Tasks:
a) From the whisky library text, reproduce verbatim the part that opens with the words containing "Before we begin" and closes with "in amber liquid.".
b) Answer the following questions using the whisky library text.
(i) At what address is the whisky library located?
(ii) How many whiskies from the library does this entry promise to describe?
(iii) Which two teams played in the 1967 match at Wembley?

Selected text:
A few of you may know, especially if you have seen Swedish Whisky Girl’s new video, that 23 Castle Street is home to a very peculiar whisky library. A veritable treasure trove to a whisky collector, whisky enthusiast or even a cursory whisky drinker. We have been a little coy and shown you snippets now and then on Youtube and social media but we have yet to bare the truth on any of the individual bottles in that collection.
Except for the ones we made, of course. We tell you about them all the time.
So for this entry into the Cask 88 ledger we will be telling the tales of three pretty rare and old whiskies from the Whisky Library. A look at history and at the future. A passing mention to Ralph Fiennes. A feast for the eyes and soul.
Before we begin it is probably worth mentioning that with everything opening up a bit here in the UK, one may actually be granted passage into the Whisky Library in real life. Opportunities aren’t so readily available but I hear the Badger is letting a select few visit. Luck favours the brave.
Wembley Scotch ’67
We will start, as is logical, in the past. Wembley ‘67 Scotch Whisky tells the story of a (in)famous football match over 50 years ago. We have spoken a lot in this blog on the subject of whisky history; in this case this is history, remembered through whisky. A moment crystalised in amber liquid.
So what happened in Wembley back in 1967? Well football, obviously. The match was England versus Scotland. Tense at the best of times but here the pressure had really been mounting; England had been undefeated in almost twenty matches. To take them down now would be righteous glory indeed. This kind of opportunity doesn’t come around every day, so the Scotland team were feeling the pressure too.

Provided material:

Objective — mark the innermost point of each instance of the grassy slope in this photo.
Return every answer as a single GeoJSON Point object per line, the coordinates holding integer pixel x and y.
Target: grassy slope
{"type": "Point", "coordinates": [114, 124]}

Per-task outputs:
a)
Before we begin it is probably worth mentioning that with everything opening up a bit here in the UK, one may actually be granted passage into the Whisky Library in real life. Opportunities aren’t so readily available but I hear the Badger is letting a select few visit. Luck favours the brave.
Wembley Scotch ’67
We will start, as is logical, in the past. Wembley ‘67 Scotch Whisky tells the story of a (in)famous football match over 50 years ago. We have spoken a lot in this blog on the subject of whisky history; in this case this is history, remembered through whisky. A moment crystalised in amber liquid.

b)
(i) 23 Castle Street
(ii) Three
(iii) England and Scotland